**EXERCISE INPUTS**

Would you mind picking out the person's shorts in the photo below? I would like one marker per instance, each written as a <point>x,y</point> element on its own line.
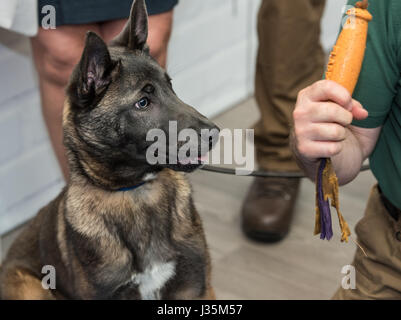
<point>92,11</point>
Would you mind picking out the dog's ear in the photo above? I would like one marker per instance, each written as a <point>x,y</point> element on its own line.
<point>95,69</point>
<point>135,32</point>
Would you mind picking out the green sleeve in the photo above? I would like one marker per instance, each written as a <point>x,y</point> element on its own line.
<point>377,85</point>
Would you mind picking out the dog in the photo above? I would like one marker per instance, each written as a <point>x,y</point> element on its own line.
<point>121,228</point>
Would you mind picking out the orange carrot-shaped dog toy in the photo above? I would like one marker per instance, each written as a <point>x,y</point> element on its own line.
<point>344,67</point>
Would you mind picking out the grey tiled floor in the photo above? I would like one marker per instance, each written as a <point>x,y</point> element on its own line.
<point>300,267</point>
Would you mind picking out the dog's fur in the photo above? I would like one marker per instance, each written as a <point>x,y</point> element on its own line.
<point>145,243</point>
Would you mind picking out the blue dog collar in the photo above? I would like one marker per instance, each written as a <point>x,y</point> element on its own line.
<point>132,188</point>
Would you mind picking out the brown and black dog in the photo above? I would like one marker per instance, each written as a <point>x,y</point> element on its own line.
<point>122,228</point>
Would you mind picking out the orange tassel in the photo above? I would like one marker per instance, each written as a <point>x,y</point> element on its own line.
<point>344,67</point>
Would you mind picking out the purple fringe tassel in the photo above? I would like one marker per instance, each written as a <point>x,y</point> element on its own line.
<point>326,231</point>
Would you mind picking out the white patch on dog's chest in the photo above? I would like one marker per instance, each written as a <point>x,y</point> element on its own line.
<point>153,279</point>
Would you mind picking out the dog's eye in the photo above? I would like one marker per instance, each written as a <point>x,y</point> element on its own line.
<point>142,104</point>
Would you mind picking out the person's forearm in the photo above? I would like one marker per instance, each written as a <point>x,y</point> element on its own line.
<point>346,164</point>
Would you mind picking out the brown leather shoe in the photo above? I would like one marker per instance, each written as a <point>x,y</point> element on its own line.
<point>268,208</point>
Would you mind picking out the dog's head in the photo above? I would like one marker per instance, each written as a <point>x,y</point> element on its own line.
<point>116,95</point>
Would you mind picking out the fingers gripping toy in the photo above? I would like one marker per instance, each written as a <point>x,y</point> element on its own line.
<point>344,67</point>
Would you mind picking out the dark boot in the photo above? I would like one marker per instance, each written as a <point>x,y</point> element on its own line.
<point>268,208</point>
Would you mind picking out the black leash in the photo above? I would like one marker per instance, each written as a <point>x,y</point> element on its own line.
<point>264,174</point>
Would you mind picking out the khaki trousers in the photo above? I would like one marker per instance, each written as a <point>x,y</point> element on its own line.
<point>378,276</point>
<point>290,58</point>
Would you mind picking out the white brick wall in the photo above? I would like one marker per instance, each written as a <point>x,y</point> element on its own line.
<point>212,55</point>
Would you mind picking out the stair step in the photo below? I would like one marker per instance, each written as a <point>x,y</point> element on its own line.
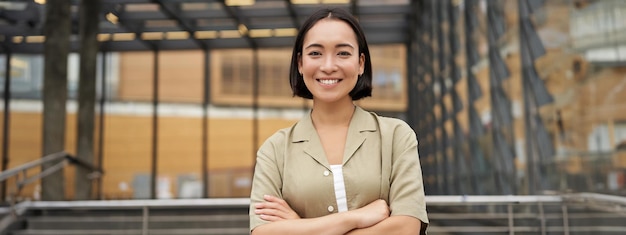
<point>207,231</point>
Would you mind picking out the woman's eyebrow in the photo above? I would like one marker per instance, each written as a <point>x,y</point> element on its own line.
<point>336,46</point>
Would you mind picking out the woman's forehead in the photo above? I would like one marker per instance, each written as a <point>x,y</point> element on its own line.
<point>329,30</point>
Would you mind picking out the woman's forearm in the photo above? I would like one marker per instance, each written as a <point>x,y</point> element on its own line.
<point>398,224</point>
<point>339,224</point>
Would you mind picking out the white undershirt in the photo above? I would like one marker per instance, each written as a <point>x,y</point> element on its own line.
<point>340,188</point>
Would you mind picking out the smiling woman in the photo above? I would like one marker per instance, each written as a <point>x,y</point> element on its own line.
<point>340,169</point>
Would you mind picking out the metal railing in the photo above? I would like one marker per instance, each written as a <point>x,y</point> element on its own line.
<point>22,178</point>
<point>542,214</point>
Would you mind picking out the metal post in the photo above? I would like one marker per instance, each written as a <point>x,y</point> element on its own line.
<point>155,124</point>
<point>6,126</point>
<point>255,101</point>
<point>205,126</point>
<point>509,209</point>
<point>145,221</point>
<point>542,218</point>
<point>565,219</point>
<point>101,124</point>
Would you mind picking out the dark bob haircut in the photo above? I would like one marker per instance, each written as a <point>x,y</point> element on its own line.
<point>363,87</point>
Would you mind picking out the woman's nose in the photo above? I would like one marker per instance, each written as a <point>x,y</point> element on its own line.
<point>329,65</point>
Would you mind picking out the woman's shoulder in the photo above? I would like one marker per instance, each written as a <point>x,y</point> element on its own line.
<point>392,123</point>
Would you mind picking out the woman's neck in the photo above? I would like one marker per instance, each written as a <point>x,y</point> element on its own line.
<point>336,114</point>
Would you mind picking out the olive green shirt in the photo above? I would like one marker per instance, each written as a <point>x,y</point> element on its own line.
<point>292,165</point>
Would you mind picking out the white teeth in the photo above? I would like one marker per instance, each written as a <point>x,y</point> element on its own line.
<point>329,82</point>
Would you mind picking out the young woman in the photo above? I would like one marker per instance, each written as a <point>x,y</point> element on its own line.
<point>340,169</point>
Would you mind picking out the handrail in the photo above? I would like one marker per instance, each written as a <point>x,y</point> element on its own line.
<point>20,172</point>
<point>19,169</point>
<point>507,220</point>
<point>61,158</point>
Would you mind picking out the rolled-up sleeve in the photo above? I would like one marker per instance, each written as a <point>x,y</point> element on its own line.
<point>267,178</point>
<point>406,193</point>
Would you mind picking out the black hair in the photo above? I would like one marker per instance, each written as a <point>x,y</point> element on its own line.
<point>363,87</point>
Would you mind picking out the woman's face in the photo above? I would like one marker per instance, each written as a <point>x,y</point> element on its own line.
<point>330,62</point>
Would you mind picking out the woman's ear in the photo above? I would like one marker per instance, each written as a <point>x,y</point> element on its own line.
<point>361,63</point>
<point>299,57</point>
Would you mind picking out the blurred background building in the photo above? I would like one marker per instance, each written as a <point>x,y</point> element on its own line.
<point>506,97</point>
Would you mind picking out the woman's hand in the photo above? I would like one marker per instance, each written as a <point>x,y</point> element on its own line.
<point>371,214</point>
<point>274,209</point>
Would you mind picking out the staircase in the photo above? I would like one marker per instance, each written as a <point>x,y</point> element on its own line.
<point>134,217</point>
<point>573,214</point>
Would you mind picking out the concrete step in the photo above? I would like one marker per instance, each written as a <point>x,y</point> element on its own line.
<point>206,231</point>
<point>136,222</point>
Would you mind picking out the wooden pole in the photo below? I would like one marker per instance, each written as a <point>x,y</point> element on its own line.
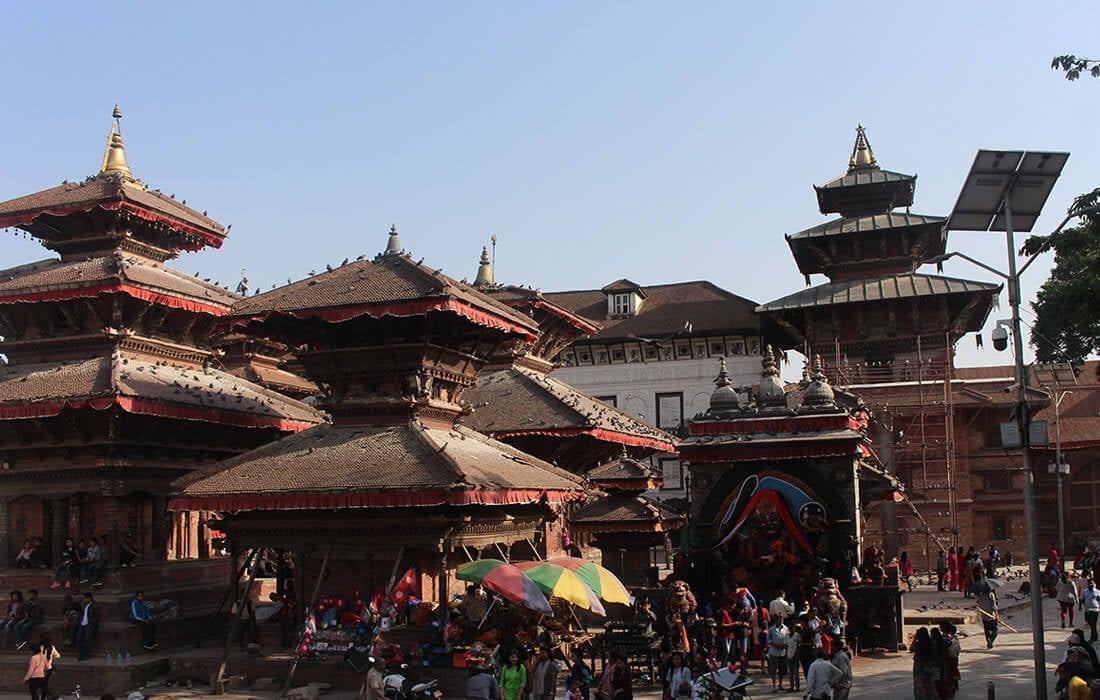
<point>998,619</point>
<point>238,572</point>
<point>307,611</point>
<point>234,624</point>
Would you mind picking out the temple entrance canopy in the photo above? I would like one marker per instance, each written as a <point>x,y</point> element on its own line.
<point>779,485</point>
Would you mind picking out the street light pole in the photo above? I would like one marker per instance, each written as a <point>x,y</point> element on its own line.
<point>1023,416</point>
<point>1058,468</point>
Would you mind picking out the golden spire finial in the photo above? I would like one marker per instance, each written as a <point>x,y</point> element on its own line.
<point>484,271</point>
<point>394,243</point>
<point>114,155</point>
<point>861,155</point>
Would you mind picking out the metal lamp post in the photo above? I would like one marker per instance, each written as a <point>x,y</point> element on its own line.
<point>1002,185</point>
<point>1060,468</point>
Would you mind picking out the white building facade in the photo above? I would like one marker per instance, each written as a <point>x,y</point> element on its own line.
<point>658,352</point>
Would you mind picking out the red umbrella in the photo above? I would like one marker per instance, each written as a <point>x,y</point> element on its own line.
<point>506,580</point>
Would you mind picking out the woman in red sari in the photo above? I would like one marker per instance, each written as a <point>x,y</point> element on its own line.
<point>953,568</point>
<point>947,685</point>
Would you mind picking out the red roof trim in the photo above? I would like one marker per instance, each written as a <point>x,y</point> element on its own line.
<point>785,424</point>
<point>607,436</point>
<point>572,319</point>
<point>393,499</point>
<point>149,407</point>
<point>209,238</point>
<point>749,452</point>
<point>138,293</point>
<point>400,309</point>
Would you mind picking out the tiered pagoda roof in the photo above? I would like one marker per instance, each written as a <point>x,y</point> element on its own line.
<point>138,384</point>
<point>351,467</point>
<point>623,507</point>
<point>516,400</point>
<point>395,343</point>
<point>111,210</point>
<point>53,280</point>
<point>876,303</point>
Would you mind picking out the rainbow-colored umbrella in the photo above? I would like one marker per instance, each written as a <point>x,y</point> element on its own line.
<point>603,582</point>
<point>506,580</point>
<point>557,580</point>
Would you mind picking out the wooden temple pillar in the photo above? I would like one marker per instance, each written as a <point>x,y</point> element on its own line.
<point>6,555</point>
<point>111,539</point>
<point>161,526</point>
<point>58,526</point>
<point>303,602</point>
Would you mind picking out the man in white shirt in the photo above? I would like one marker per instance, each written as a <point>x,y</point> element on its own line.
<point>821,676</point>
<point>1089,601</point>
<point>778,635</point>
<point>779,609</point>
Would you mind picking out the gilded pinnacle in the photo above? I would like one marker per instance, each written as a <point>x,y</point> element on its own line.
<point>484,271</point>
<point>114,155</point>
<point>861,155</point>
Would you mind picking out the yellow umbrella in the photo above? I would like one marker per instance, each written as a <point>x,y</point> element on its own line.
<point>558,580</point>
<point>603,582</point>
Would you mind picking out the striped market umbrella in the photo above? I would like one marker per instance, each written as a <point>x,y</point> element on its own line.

**WHAT YOU NEED TO DO**
From the line holding "Would you mind picking out the rainbow-colored" to the final line of the data, output each line exactly and nothing more.

**EXERCISE SOLUTION**
Would you mind picking out the rainbow-colored umbrella in the photo above? I would like one marker per instance, each written as a <point>x,y</point> element on its own line.
<point>603,582</point>
<point>506,580</point>
<point>557,580</point>
Would you mind picking out the wooden temple pillar in the photo above? I would like one marker per instance, each written as a <point>x,y</point> element on its own line.
<point>6,555</point>
<point>111,539</point>
<point>161,526</point>
<point>58,526</point>
<point>303,602</point>
Would you mind picking out the man in white shirt in the photo above? I would like one marker per instance, each written as a <point>x,y</point> element on its own line.
<point>821,676</point>
<point>1089,601</point>
<point>778,635</point>
<point>779,609</point>
Would you mind picking out the gilded pinnacle in the photo above? I would like one marker per instance, each written as a <point>x,y</point> element on its own line.
<point>484,271</point>
<point>114,155</point>
<point>861,155</point>
Would you mind picking out the yellow umbrella in the photo above? I would like one marker per instance, each written as a <point>x,y</point> element on its own line.
<point>558,580</point>
<point>603,582</point>
Would you mind picking out the striped market umbrella in the photo above? I would like one marker per instance, each written as a <point>x,y</point> element on its own line.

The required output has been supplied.